**CONSEGNE DELL'ESERCIZIO:**
1. Ricopia il passo del brano sul presunto Shakespeare italiano che va da "Thomas Spencer Baynes" fino a "di ambientazione italiana.".
2. Nelle voci, riporta il tratto che va dalla riga contenente "of the round" fino a quella contenente "(1015, 636)", estremi compresi, e sostituisci "hubcap" con "wheel cover" senza modificare nient'altro.

**BRANO DI PARTENZA:**
§ §

SHAKESPEARE ERA SICILIANO …

E SE SHAKESPEARE ERA SICILIANO….
La teoria che vorrebbe Shakespeare italiano cominciò a circolare dopo che alcuni studi di matrice anglosassone, osteggiati dalla cultura inglese ufficiale, cercarono di far luce sui rapporti fra il bardo inglese e gli italiani esuli in Inghilterra, allo scopo di giustificarne la profonda conoscenza della cultura, della letteratura, della legislazione e finanche della geografia italiana, tutte evidentissime nelle sue opere.

Thomas Spencer Baynes (1823-1887), curatore della IX edizione dell’Enciclopedia Britannica, alla voce Shakespeare mise in luce le relazioni che intercorsero fra il poeta inglese e il linguista di origini italiane Giovanni Florio[46]. Peraltro, l’intero capitolo venne eliminato a partire dalla XI edizione dell’Enciclopedia.

Successivamente nel 1921 l’americana Clara Longworth de Chambrun, nella sua tesi di laurea alla Sorbona, dimostrava che Shakespeare si era ispirato alle opere di Florio per la sua produzione di ambientazione italiana.

Pochi anni dopo, nel 1934, anche la studiosa britannica Frances Yates si soffermò sulle possibili relazioni culturali fra Shakespeare e Florio. Secondo Yates sarebbe stato proprio Giovanni Florio, figlio del pastore protestante Michelangelo Florio, a giocare un ruolo di mediatore tra Shakespeare e la cultura rinascimentale italiana. Nei ritagli di tempo residuatigli dal suo impegno di spia al servizio di Francis Walsingham, Florio avrebbe messo a contatto il drammaturgo con le teorie dell’ermetismo filosofico e neoplatonico di Giordano Bruno. Sebbene anche questa ipotetica funzione mediatrice fu ritenuta improbabile dalla comunità accademica (da quello che si sa con certezza, si può solo dedurre che i due si conoscessero, avendo agito sotto lo stesso patronato culturale, quali protégé dei conti di Pembroke e di Southampton) ci fu chi andò oltre, avanzando la possibilità che Shakespeare fosse italiano o di origini italiane.

I due Florio: Michelangelo e Giovanni

(EN)« The belief that Shakespeare’s works were actually written by Florio is harder to refute than the case for any aristocrat’s authorship – but because Florio was not an Englishman, the case for him has never made much headway. Except in Italy, of course… » (IT)« L’opinione che le opere scespiriane fossero state in realtà scritte da Florio è più difficile da confutare che non l’attribuzione di esse a un aristocratico qualunque – ma poiché Florio non era inglese, la sua candidatura non ha mai fatto molti progressi. Eccetto che in Italia, naturalmente… »
(Jonathan Bate[49])

§ §

**DATI DA USARE:**
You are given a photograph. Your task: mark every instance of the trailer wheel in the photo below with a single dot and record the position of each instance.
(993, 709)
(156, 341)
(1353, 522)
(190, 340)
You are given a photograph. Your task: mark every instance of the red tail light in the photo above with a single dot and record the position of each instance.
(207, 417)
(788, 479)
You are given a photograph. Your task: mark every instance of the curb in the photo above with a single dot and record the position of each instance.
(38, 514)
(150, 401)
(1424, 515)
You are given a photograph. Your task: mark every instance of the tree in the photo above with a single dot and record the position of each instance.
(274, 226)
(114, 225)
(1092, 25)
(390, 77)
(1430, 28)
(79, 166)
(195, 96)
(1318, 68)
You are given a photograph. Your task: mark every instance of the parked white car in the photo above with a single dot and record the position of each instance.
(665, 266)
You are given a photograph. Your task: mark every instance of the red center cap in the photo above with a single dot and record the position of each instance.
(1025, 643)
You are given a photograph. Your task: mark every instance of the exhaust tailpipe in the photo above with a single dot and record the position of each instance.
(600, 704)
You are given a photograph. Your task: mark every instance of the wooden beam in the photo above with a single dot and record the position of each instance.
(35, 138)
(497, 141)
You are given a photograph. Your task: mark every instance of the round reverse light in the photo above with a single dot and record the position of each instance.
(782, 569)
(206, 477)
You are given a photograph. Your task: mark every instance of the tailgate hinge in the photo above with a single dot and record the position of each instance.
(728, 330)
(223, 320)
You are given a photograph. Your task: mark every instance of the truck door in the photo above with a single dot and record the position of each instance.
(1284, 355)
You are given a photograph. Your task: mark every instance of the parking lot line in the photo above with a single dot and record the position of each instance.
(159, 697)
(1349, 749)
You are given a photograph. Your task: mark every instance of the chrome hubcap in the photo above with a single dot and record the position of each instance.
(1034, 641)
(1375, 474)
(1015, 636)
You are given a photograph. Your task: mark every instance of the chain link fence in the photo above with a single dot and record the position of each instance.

§ §

**SOLUZIONI COMPLETE:**
1.
Thomas Spencer Baynes (1823-1887), curatore della IX edizione dell’Enciclopedia Britannica, alla voce Shakespeare mise in luce le relazioni che intercorsero fra il poeta inglese e il linguista di origini italiane Giovanni Florio[46]. Peraltro, l’intero capitolo venne eliminato a partire dalla XI edizione dell’Enciclopedia.

Successivamente nel 1921 l’americana Clara Longworth de Chambrun, nella sua tesi di laurea alla Sorbona, dimostrava che Shakespeare si era ispirato alle opere di Florio per la sua produzione di ambientazione italiana.

2.
You are given a photograph. Your task: mark every instance of the round reverse light in the photo above with a single dot and record the position of each instance.
(782, 569)
(206, 477)
You are given a photograph. Your task: mark every instance of the tailgate hinge in the photo above with a single dot and record the position of each instance.
(728, 330)
(223, 320)
You are given a photograph. Your task: mark every instance of the truck door in the photo above with a single dot and record the position of each instance.
(1284, 355)
You are given a photograph. Your task: mark every instance of the parking lot line in the photo above with a single dot and record the position of each instance.
(159, 697)
(1349, 749)
You are given a photograph. Your task: mark every instance of the chrome wheel cover in the photo above with a single dot and record the position of each instance.
(1034, 641)
(1375, 474)
(1015, 636)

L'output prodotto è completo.